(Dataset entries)
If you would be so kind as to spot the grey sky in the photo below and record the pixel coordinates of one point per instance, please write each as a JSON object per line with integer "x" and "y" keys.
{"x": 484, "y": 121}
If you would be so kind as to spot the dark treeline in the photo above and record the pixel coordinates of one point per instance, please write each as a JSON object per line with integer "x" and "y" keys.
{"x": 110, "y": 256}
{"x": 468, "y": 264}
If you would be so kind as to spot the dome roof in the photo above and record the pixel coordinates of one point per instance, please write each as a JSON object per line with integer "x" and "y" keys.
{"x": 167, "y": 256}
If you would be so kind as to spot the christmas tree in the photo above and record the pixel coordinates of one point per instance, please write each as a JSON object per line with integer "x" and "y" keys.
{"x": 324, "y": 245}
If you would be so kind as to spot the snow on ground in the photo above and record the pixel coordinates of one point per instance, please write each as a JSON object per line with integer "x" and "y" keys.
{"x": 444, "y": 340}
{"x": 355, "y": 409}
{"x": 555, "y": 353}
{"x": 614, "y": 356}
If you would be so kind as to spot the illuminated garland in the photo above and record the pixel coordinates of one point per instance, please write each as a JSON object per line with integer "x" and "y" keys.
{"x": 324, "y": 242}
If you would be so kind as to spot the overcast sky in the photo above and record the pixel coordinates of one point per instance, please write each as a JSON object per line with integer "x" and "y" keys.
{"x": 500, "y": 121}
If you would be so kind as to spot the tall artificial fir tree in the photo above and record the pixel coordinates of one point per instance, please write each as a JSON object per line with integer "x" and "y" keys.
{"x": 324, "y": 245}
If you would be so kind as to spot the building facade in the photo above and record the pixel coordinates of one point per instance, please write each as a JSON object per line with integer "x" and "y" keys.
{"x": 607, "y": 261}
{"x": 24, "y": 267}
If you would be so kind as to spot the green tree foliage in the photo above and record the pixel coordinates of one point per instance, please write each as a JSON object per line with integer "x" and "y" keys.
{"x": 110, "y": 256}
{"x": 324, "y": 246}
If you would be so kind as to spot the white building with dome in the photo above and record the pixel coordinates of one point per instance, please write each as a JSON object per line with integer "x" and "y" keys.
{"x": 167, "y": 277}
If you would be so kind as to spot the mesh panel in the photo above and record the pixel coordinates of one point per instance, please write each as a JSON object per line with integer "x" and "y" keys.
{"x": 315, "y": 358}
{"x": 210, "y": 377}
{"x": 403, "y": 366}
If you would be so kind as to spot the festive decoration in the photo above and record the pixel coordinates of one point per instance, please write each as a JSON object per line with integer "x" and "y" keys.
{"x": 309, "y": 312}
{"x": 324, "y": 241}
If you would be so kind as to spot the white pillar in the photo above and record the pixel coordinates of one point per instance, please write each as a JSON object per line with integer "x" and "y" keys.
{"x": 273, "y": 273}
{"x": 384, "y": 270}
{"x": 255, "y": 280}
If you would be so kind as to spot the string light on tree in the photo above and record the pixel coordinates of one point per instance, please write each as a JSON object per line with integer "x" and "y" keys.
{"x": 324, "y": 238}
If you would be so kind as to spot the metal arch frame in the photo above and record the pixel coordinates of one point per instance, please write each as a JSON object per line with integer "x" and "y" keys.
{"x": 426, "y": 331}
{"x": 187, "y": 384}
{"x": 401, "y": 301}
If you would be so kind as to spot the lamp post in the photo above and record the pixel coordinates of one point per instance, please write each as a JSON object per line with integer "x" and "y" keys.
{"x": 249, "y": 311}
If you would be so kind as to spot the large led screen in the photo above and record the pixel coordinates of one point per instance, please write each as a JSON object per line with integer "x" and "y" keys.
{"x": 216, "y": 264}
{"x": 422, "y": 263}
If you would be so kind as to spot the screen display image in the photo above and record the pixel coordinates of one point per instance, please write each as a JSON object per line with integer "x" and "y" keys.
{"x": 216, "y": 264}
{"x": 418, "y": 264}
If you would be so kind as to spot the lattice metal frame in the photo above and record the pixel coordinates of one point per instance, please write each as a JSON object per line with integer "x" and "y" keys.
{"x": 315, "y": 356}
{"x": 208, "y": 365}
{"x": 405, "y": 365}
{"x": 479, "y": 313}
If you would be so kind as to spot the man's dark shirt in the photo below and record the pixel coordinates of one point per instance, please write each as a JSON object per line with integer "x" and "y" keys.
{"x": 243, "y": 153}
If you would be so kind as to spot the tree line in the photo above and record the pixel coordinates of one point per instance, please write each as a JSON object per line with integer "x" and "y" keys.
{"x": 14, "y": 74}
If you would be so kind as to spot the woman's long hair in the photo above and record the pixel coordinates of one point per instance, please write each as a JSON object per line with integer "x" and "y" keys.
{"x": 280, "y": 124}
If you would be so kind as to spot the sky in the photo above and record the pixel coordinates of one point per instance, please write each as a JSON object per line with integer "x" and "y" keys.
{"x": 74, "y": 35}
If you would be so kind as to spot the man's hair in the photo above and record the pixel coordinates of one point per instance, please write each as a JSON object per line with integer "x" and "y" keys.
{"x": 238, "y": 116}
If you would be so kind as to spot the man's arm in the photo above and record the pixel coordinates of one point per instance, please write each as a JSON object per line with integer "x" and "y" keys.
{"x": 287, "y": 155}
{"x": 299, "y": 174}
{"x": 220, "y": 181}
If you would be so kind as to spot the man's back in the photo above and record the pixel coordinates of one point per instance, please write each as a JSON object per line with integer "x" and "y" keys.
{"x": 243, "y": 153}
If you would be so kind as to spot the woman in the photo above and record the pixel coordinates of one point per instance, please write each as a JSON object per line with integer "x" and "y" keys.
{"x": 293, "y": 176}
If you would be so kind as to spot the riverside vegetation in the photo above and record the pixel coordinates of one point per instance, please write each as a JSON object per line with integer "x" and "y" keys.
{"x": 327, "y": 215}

(What this task involves): The complete set of entries is to be restated word for word.

(Result of this exercise):
If you would be so kind as to spot the grey sky in the photo below and record the pixel coordinates of one point per instance, please write each as a JSON object per line with integer "x" and "y" keys.
{"x": 484, "y": 121}
If you would be so kind as to spot the dark treeline in the photo above and record the pixel coordinates of one point per instance, please write each as a JSON object per line with integer "x" and "y" keys.
{"x": 110, "y": 256}
{"x": 468, "y": 264}
If you would be so kind as to spot the dome roof in the photo above and record the pixel coordinates of one point per instance, please write each as a JSON object per line with integer "x" and "y" keys.
{"x": 167, "y": 256}
If you would be so kind as to spot the christmas tree in the photo above and record the pixel coordinates of one point per instance, please write each as a JSON object per line with integer "x" and "y" keys.
{"x": 324, "y": 245}
If you would be so kind as to spot the snow on ground in the photo above and record the pixel coordinates of one point per instance, please write each as a JSON object per line with integer "x" and "y" keys.
{"x": 444, "y": 340}
{"x": 355, "y": 409}
{"x": 555, "y": 353}
{"x": 614, "y": 356}
If you would be so kind as to spot the illuminated garland in the photo above and record the pixel coordinates of one point per instance, please write each as a JSON object per line with integer "x" and "y" keys.
{"x": 324, "y": 242}
If you would be so kind as to spot the overcast sky in the photo above and record the pixel coordinates of one point per instance, please write each as a JSON object per line with integer "x" and "y" keys.
{"x": 500, "y": 121}
If you would be so kind as to spot the tall artificial fir tree in the photo above and record the pixel coordinates of one point per instance, please write each as a JSON object per line with integer "x" and "y" keys.
{"x": 324, "y": 245}
If you would be so kind as to spot the building facade in the photo above and record the pixel coordinates of one point per instance, please write each as a JSON object per line with integer "x" and "y" keys.
{"x": 607, "y": 261}
{"x": 24, "y": 267}
If you would be so kind as to spot the green tree foliage in the photo above and record the pixel coordinates of one point per instance, please write each as a JSON object per line with integer "x" and "y" keys.
{"x": 110, "y": 256}
{"x": 324, "y": 246}
If you would be so kind as to spot the white building with dome in the photo above and record the pixel coordinates of one point per instance, please write each as a JSON object per line with integer "x" and "y" keys.
{"x": 167, "y": 277}
If you would be so kind as to spot the mesh panel in the photo above and record the pixel coordinates of one point per instance, please write each as a JSON object per line with integer "x" and "y" keys.
{"x": 315, "y": 358}
{"x": 210, "y": 377}
{"x": 403, "y": 366}
If you would be so kind as to spot the festive decoration in the photo above and record the pixel coordinates of one point per instance, please write each as a JSON object per line with integer "x" and "y" keys.
{"x": 309, "y": 312}
{"x": 324, "y": 241}
If you would be so kind as to spot the white pillar in the photo above and record the pixel coordinates of one point per instance, please write each as a JSON object per line with integer "x" and "y" keys.
{"x": 273, "y": 273}
{"x": 384, "y": 270}
{"x": 255, "y": 280}
If you would be so kind as to spot the string light on tree in the photo above and record the pixel coordinates of one point per instance, please write each as a JSON object per line with integer "x" and "y" keys.
{"x": 324, "y": 238}
If you would be so kind as to spot the metal arch frame in the photo above and record the pixel coordinates of one point per instance, please write each as a JSON object per line with integer "x" and "y" keys.
{"x": 426, "y": 331}
{"x": 187, "y": 384}
{"x": 401, "y": 301}
If you would be so kind as to spot the lamp post in the photo above and record the pixel coordinates of one point per instance, please write each as a JSON object per line with integer "x" and "y" keys.
{"x": 249, "y": 311}
If you would be so kind as to spot the large led screen in the photo above and record the pixel coordinates of one point per instance, please write each as a JSON object per line with integer "x" and "y" keys.
{"x": 216, "y": 264}
{"x": 422, "y": 263}
If you would be so kind as to spot the screen display image in the photo above and record the pixel coordinates of one point per instance, please write each as a JSON object per line with integer "x" and "y" keys.
{"x": 216, "y": 264}
{"x": 418, "y": 264}
If you would be so kind as to spot the lattice metal frame in the photo above and record the pixel coordinates of one point per instance, please write each as a JSON object per line with integer "x" and "y" keys.
{"x": 315, "y": 356}
{"x": 208, "y": 365}
{"x": 405, "y": 365}
{"x": 479, "y": 313}
If you would be so kind as to spot the man's dark shirt in the photo below and record the pixel coordinates of one point per instance, please write each as a JSON object per line with integer "x" and "y" keys.
{"x": 243, "y": 153}
If you would be so kind as to spot the tree line in the photo above and record the pixel coordinates of one point per instance, please write each as a JSON object per line with integer "x" and "y" keys.
{"x": 14, "y": 74}
If you would be so kind as to spot the woman's long hair in the photo above and record the pixel coordinates of one point per instance, please write each as a JSON object per line with integer "x" and "y" keys.
{"x": 280, "y": 124}
If you would be so kind as to spot the sky in the photo above and record the pixel coordinates of one point per instance, please write each as a JSON object per line with integer "x" and "y" keys.
{"x": 74, "y": 35}
If you would be so kind as to spot the man's hair in the photo above and record the pixel coordinates of one point per instance, please write each as a JSON object per line with integer "x" and "y" keys.
{"x": 238, "y": 116}
If you would be so kind as to spot the man's arm in the photo above and record the pixel coordinates of one point per instance, please write each as a JSON object per line with integer "x" and "y" keys.
{"x": 287, "y": 155}
{"x": 299, "y": 174}
{"x": 220, "y": 181}
If you would be so kind as to spot the man's back in the photo above and record the pixel coordinates of one point per instance, please write each as a JSON object per line with integer "x" and "y" keys.
{"x": 243, "y": 153}
If you would be so kind as to spot the woman in the photo above and record the pixel coordinates of one point per instance, please write each as a JSON object per line with integer "x" and "y" keys.
{"x": 293, "y": 176}
If you would be so kind as to spot the riverside vegetation in the photo above and record the pixel coordinates of one point per instance, please write each as a JSON object per line with integer "x" and "y" keys.
{"x": 327, "y": 215}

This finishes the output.